*EXCERPT*.
(begin)

The Grand Army of the Republic Memorial Hall, also known as William Baumer Post No. 24, Grand Army of the Republic (GAR), and as the Civil War Veterans Museum, is a historic building located at 908 (now 910) 1st Corso in Nebraska City, Nebraska, in the United States. The hall was built in 1894–95.  In 1994, it was added to the U.S. National Register of Historic Places.

History
The Richardsonian Romanesque Grand Army of the Republic Memorial Hall was designed and built in 1894–95 by architects Fisher & Lawrie, and was the meeting place of the William Baumer Post No. 24, which was one of 354 GAR posts in Nebraska. The hall has been restored and is now the Civil War Veterans Museum at the G.A.R. Memorial Hall.

See also
 Grand Army of the Republic Hall (disambiguation)

(end)

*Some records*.
(begin)

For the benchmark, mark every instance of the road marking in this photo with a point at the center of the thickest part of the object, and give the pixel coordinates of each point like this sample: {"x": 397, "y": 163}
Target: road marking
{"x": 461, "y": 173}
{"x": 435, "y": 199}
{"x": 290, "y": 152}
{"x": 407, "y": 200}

(end)

*EXERCISES TO COMPLETE*.
1 - Answer these from the text on the GAR Memorial Hall:
(a) Which architects designed and built the hall?
(b) In what year was the building added to the U.S. National Register of Historic Places?
(c) How many GAR posts were there in Nebraska?
2 - Copy out the stretch of the GAR Memorial Hall text from "The Grand Army" through "of Historic Places.".

*ANSWERS PROVIDED*.
1 -
(a) Fisher & Lawrie
(b) 1994
(c) 354

2 -
The Grand Army of the Republic Memorial Hall, also known as William Baumer Post No. 24, Grand Army of the Republic (GAR), and as the Civil War Veterans Museum, is a historic building located at 908 (now 910) 1st Corso in Nebraska City, Nebraska, in the United States. The hall was built in 1894–95.  In 1994, it was added to the U.S. National Register of Historic Places.